[CHECK YOUR UNDERSTANDING]
(a) In the oVirt hosted engine thread, which IP address does bric-ovirt-engine get instead of 10.130.0.50, and from which interface?
(b) Continue the oVirt hosted engine thread from its final line.

┌─ PROVIDED TEXT

No, that's root. You can also see that in the log.
 


Maybe what's really happening is that engine is not getting the right IP? bric-ovirt-engine is supposed to get 10.130.0.50, instead it never gets there, getting 192.168.1.52 from virbr0 in bric-ovirt-1. See below.

That's by design. For details, if interested, see "Hosted Engine 4.3 Deep Dive" presentation:

https://www.ovirt.org/community/get-involved/resources/slide-decks.html
 

 --== HOST NETWORK CONFIGURATION ==--
          Please indicate the gateway IP address [10.130.0.1]
          Please indicate a nic to set ovirtmgmt bridge on: (p4p1, p5p1) [p4p1]:
--== VM CONFIGURATION ==--
You may specify a unicast MAC address for the VM or accept a randomly generated default [00:16:3e:17:1d:f8]:
          How should the engine VM network be configured (DHCP, Static)[DHCP]? static
          Please enter the IP address to be used for the engine VM []: 10.130.0.50
[ INFO  ] The engine VM will be configured to use 10.130.0.50/25
          Please provide a comma-separated list (max 3) of IP addresses of domain name servers for the engine VM
          Engine VM DNS (leave it empty to skip) [10.130.0.2,10.130.0.3]:
          Add lines for the appliance itself and for this host to /etc/hosts on the engine VM?

└─
┌─ MATERIAL SHOWN

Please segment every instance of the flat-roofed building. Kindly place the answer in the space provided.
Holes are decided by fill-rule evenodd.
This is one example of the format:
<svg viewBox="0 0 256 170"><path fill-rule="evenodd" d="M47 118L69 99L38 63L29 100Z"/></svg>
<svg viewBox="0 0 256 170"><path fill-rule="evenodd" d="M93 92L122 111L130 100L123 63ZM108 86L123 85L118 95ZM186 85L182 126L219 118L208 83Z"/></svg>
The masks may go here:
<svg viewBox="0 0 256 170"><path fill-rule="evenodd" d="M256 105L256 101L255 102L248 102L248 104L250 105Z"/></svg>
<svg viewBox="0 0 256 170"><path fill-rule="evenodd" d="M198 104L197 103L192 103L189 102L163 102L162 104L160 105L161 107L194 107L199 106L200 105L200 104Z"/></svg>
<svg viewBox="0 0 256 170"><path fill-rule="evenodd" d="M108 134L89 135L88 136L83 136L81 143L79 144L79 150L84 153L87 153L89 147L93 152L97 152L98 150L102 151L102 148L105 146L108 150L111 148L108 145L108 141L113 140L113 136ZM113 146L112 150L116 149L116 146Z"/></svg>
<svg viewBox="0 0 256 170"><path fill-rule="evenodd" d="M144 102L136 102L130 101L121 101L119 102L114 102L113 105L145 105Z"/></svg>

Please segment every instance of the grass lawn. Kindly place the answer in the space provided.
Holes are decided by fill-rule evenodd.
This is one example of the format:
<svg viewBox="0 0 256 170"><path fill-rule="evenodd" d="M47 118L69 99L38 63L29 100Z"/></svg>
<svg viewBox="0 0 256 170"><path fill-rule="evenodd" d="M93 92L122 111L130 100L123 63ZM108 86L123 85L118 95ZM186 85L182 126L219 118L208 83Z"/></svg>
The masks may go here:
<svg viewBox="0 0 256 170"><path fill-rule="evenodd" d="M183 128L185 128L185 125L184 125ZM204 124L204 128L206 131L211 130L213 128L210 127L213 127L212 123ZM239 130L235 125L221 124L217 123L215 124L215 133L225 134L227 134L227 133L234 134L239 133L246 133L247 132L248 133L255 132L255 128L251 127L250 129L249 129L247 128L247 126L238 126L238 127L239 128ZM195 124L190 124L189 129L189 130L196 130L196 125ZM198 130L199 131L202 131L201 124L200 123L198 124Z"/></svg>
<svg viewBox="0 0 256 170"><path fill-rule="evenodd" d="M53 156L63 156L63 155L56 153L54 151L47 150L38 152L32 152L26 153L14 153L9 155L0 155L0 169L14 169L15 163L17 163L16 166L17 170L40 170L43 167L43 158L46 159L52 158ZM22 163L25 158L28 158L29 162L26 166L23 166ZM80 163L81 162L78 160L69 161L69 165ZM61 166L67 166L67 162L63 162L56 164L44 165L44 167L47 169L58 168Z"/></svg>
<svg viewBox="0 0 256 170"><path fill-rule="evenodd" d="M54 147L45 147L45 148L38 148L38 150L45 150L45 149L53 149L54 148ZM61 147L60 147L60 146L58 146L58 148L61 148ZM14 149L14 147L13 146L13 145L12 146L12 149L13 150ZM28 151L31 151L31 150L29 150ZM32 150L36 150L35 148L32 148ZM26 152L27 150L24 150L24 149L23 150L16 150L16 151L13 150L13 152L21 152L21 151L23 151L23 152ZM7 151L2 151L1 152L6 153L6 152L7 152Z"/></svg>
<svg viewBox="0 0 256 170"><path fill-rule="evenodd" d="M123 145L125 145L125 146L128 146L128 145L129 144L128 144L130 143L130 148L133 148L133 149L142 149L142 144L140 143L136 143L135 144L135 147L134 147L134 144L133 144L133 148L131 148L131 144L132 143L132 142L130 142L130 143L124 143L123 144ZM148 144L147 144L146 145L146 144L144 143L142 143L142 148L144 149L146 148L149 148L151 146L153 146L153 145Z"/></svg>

└─

[ANSWERS FOR THE TASKS]
(a) It gets 192.168.1.52 from virbr0 in bric-ovirt-1.

(b)
          Note: ensuring that this host could resolve the engine VM hostname is still up to you
          (Yes, No)[No] Yes

[root@bric-ovirt-1 ~]# ip addr
3: p4p1: <BROADCAST,MULTICAST,UP,LOWER_UP> mtu 1500 qdisc mq state UP group default qlen 1000
    link/ether 00:0a:f7:f1:c6:80 brd ff:ff:ff:ff:ff:ff
    inet 10.130.0.51/25 brd 10.130.0.127 scope global noprefixroute p4p1
       valid_lft forever preferred_lft forever
28: virbr0: <BROADCAST,MULTICAST,UP,LOWER_UP> mtu 1500 qdisc noqueue state UP group default qlen 1000
    link/ether 52:54:00:25:7b:6f brd ff:ff:ff:ff:ff:ff
    inet 192.168.1.1/24 brd 192.168.1.255 scope global virbr0
       valid_lft forever preferred_lft forever
29: virbr0-nic: <BROADCAST,MULTICAST> mtu 1500 qdisc pfifo_fast master virbr0 state DOWN group default qlen 1000
    link/ether 52:54:00:25:7b:6f brd ff:ff:ff:ff:ff:ff
30: vnet0: <BROADCAST,MULTICAST,UP,LOWER_UP> mtu 1500 qdisc pfifo_fast master virbr0 state UNKNOWN group default qlen 1000
    link/ether fe:16:3e:17:1d:f8 brd ff:ff:ff:ff:ff:ff

The newly created engine VM does remain up even after hosted-engine --deploy errors out; just at the wrong IP. I haven't been able to make it get its real IP.

This happens only after the real engine VM is created, connected to the correct network.

The current engine vm you see is a libvirt VM connected to its default (internal) network.
 
At any rate, thank you very much for taking a look at my very long email. Any and all help would be really appreciated.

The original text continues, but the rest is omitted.